◆ **BRIEF**
Reformat the lines below as a numbered list, skipping blank lines and omitting the pictures.

◆ **RECORDS FOR THIS TASK**
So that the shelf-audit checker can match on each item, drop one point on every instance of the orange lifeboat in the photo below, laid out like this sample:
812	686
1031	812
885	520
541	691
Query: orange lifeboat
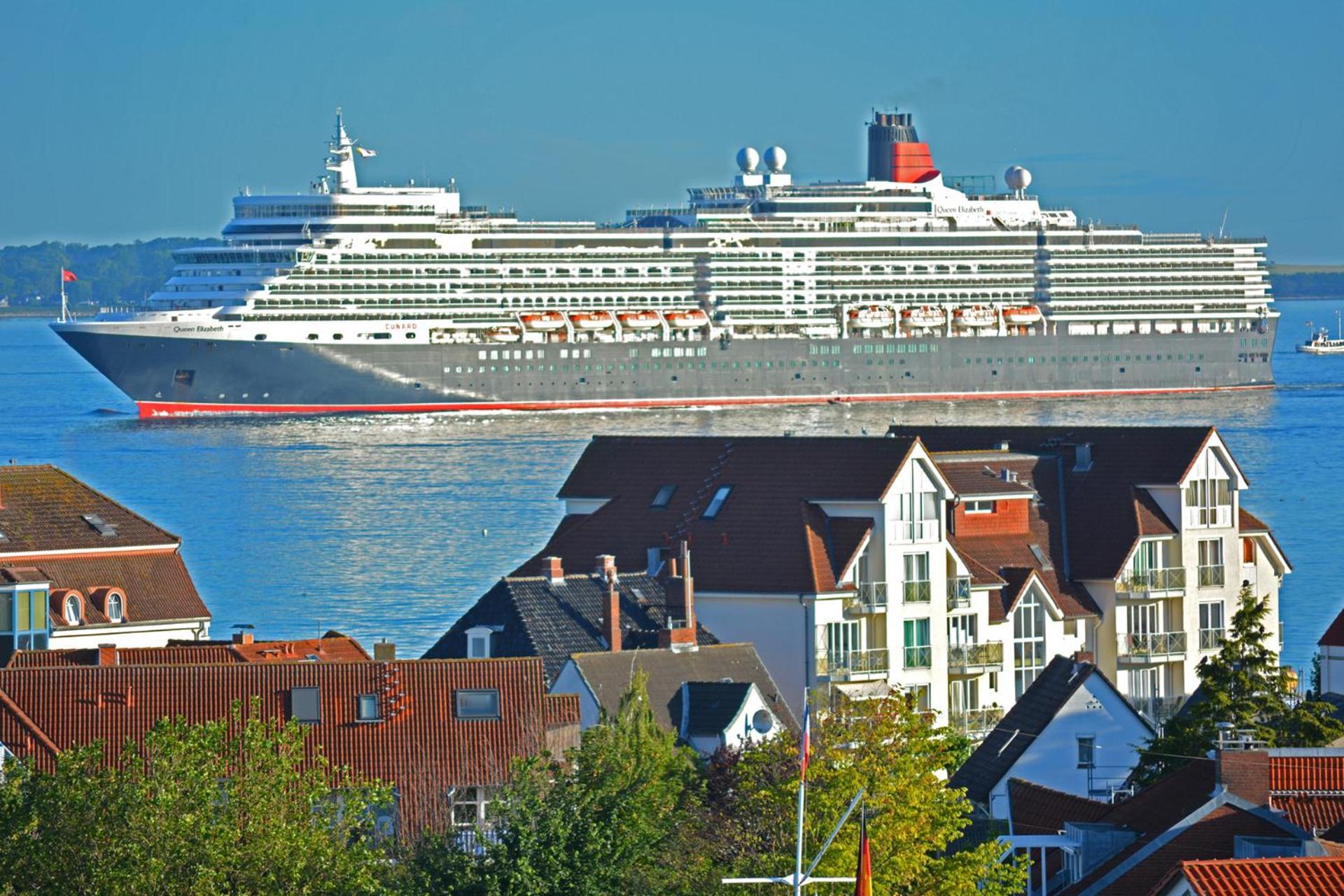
1022	315
923	317
543	321
638	320
873	317
687	320
592	320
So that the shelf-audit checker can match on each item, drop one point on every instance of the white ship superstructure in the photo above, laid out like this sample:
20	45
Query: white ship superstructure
764	273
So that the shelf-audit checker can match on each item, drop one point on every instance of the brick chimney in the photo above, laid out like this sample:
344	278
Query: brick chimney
1245	773
554	570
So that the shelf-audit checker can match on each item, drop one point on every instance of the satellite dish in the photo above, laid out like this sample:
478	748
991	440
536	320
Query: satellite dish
1018	179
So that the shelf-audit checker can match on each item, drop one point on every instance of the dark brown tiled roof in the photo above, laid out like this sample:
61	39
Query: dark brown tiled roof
608	675
156	583
43	510
420	745
762	527
553	622
1296	876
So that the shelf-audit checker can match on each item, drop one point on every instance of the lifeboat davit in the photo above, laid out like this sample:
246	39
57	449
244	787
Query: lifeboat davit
974	317
873	317
543	321
687	320
590	320
1023	315
923	317
640	320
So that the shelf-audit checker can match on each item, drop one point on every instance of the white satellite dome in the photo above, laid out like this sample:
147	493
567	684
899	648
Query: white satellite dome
1018	178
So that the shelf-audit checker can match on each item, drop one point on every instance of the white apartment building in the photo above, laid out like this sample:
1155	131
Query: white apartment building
949	562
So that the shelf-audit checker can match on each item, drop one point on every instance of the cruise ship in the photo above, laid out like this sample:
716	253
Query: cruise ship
906	285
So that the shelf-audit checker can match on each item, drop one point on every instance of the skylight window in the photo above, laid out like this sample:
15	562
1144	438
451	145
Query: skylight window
717	501
664	496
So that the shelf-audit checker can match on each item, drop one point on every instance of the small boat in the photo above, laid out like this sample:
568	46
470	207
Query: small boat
873	317
1320	342
687	320
543	321
592	320
1022	315
974	317
640	320
923	317
503	335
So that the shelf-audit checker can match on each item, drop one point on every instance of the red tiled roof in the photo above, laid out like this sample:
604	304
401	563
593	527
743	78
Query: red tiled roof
155	583
42	510
1298	876
420	745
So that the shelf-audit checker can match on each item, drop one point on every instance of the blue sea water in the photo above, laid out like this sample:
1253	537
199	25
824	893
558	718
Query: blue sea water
393	526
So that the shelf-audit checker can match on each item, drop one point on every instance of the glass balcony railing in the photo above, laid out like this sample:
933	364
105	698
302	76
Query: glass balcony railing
848	664
958	593
918	657
974	657
917	593
1154	647
1148	580
1212	577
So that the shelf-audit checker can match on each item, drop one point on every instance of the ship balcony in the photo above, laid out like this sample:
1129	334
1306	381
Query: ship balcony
870	597
854	665
974	659
974	723
1152	583
1155	647
958	593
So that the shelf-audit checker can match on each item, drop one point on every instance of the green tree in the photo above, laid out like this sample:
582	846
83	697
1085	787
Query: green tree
229	806
601	821
885	746
1243	685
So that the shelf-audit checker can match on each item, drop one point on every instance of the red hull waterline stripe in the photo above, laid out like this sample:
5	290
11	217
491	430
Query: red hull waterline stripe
191	409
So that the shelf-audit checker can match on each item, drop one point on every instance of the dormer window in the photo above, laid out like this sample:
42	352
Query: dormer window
717	501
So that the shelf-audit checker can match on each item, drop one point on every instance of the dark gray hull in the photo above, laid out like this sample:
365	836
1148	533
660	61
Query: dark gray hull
174	375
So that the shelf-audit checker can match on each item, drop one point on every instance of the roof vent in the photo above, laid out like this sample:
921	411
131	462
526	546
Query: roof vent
100	526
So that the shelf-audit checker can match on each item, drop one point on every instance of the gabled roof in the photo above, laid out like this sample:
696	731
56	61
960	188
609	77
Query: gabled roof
537	618
419	745
608	676
1027	718
764	527
1297	876
156	584
43	508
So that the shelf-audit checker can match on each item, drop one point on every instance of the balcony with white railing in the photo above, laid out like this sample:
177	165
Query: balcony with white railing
958	593
1154	647
1142	584
974	659
974	723
851	665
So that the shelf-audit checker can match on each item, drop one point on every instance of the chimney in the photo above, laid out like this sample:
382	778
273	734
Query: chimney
554	570
612	615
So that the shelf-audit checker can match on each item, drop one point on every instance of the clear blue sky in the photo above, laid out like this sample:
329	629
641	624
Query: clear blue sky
131	120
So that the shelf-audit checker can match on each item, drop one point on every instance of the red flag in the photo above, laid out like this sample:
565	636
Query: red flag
863	876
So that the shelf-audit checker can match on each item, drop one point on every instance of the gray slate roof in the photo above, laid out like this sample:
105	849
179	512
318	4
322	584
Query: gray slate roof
554	621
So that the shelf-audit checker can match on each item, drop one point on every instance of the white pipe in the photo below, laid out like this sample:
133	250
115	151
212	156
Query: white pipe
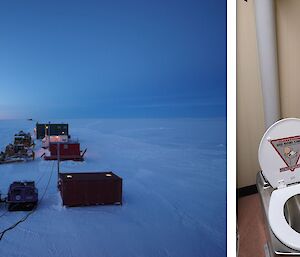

◆ **SOLVED EXERCISE**
1. So that the shelf-audit checker can match on each item, drop one point on every instance of the orange lifeboat in the photo below, laid out like this sample:
2. 812	686
3. 1031	812
4. 885	520
5. 541	691
6. Query: orange lifeboat
7. 1022	315
8. 923	317
9. 543	321
10. 638	320
11. 873	317
12. 687	320
13. 592	320
14. So that the shelf-audit checker can match on each item, drop one point on every instance of the white ship superstructure in the photo above, laid out like this sample:
15. 20	45
16. Query: white ship superstructure
17. 764	273
18. So that the shelf-audit checker can match on each item, drop one point on every instance of the brick chimney in the photo above, laid out like this sample:
19. 344	278
20. Query: brick chimney
21. 1245	773
22. 554	570
23. So that the shelf-audit checker can match on each item, drop one point on every instance of the satellite dish in the photo above, laid out like this sample:
24. 478	748
25. 991	440
26. 536	320
27. Query: satellite dish
28. 1018	179
29. So that the shelf-audit checker can match on each item, drop one point on every instance of the dark brown tiled roof in the photo above, laid out like this sample:
30. 61	39
31. Query: dark brown tiled roof
32. 608	675
33. 156	583
34. 43	510
35. 420	745
36. 762	527
37. 553	622
38. 1296	876
39. So that the shelf-audit checker can match on each item, drop one point on every instance of the lifeboat davit in the photo above, laid out like this sample:
40. 246	39
41. 57	449
42. 244	787
43. Query: lifeboat davit
44. 974	317
45. 873	317
46. 543	321
47. 687	320
48. 590	320
49. 1023	315
50. 923	317
51. 640	320
52. So that the shelf-audit checker can match on each item, drop one point on every instance of the white satellite dome in the photo above, laid out like this sample:
53. 147	493
54. 567	684
55. 899	648
56. Query: white satellite dome
57. 1018	178
58. So that the shelf-audit checker can match on each item, drop one point on every instance of the white apartment building in the photo above, laid out like this sample:
59. 1155	131
60. Query: white apartment building
61. 949	562
62. So that the shelf-audit checker can match on each item, drop one point on every instance of the cruise ship in the photo above, laid out like this sample:
63. 716	253
64. Query: cruise ship
65. 906	285
66. So that the shelf-audit checker can match on each item, drop one point on every instance of the skylight window in the photo above, laid out like this sample:
67. 15	562
68. 1144	438
69. 451	145
70. Query: skylight window
71. 717	501
72. 664	496
73. So that the shelf-audit checker can match on each item, drop one point on every instance of the small boat in the photo above, laid out like this sample:
74. 568	46
75. 470	207
76. Query: small boat
77. 873	317
78. 1320	342
79. 687	320
80. 543	321
81. 592	320
82. 1022	315
83. 974	317
84. 640	320
85. 923	317
86. 503	335
87. So that the shelf-audit checker can match on each item, drop one point on every instance of the red tiled roof in the photo above, laid out like this sample:
88. 604	304
89. 401	563
90. 593	527
91. 743	78
92. Query: red tiled roof
93. 155	583
94. 42	510
95. 1298	876
96. 420	745
97. So that the shelf-audit checker can match on each item, drop one point on every instance of the blue sea water in the photo above, laid out like this sample:
98. 1253	537
99. 199	25
100. 824	893
101. 558	718
102. Query: blue sea water
103. 393	526
104. So that the shelf-audit checker can match on each item, drop one point on every instance of the glass balcony railing in the photo above, laid out like this sample:
105. 933	364
106. 105	698
107. 302	76
108. Query: glass balcony railing
109. 848	664
110. 958	593
111. 918	657
112. 974	657
113. 917	593
114. 1154	647
115. 1148	580
116. 1212	577
117. So that the shelf-audit checker can match on each item, drop one point on every instance of the ship balcony in the photo above, laid out like this sample:
118. 1129	334
119. 1306	381
120. Query: ship balcony
121. 870	597
122. 854	665
123. 974	659
124. 974	723
125. 1152	583
126. 1155	647
127. 958	593
128. So that the shelf-audit checker can match on each item, drop one point on every instance of the green tree in the photo above, laid out like this sample:
129. 582	846
130. 83	697
131. 1085	787
132. Query: green tree
133. 229	806
134. 601	821
135. 885	746
136. 1243	685
137. So that the shelf-audit checker can match on each item, drop one point on every instance of the red hull waterline stripe in the photo above, laid out like this sample:
138. 5	290
139. 11	217
140. 491	430
141. Query: red hull waterline stripe
142. 191	409
143. So that the shelf-audit checker can match on each item, drop one point on every instance of the dormer window in the photo above, laid out like this sample:
144. 42	352
145. Query: dormer window
146. 717	501
147. So that the shelf-audit checker can match on each item, drop one point on every instance of the dark gray hull in the photo above, laid out like this sample:
148. 365	836
149. 1148	533
150. 660	61
151. Query: dark gray hull
152. 174	375
153. So that the shelf-audit checker can match on each item, drop one point on every instance of the roof vent in the photo above, laid out like this sample:
154. 921	411
155. 131	462
156. 526	546
157. Query: roof vent
158. 100	526
159. So that the shelf-audit checker can match on each item, drop one point on every instance of the gabled roof in the photo above, laid out like this sample:
160. 696	731
161. 56	61
162. 960	188
163. 609	77
164. Query: gabled roof
165. 537	618
166. 419	745
167. 608	676
168. 1027	718
169. 764	527
170. 1297	876
171. 156	584
172. 43	508
173. So that the shelf-audit checker can match on each item, drop one point on every instance of the balcony with white railing in the photo above, laid out like this sample:
174. 177	165
175. Query: balcony with white railing
176. 958	593
177. 1154	647
178. 1142	584
179. 974	659
180. 974	723
181. 851	665
182. So that the shelf-audit checker can match on each item, drop one point on every instance of the chimney in the photo above, laid out like this sample:
183. 382	778
184. 273	734
185. Query: chimney
186. 554	570
187. 612	615
188. So that the shelf-audit checker can match on each item, drop one point on every instance of the clear blue sky in the photo above, laid out like this sample:
189. 329	629
190. 641	624
191. Query: clear blue sky
192. 131	120
193. So that the shelf-audit checker can match on each item, drop one point on every instance of the red flag in the photo above, laid out like this sample:
194. 565	636
195. Query: red flag
196. 863	876
197. So that the shelf-audit checker can match on each item, drop one point on every instance of the gray slate roof in the photo above, laid out like this sample:
198. 105	849
199. 179	512
200. 318	4
201. 322	584
202. Query: gray slate roof
203. 554	621
204. So that the shelf-audit checker can match on each item, drop one point on every instance of the white pipe in the photo below, laid out like this sample:
205. 133	250
206. 115	151
207. 212	156
208. Query: white pipe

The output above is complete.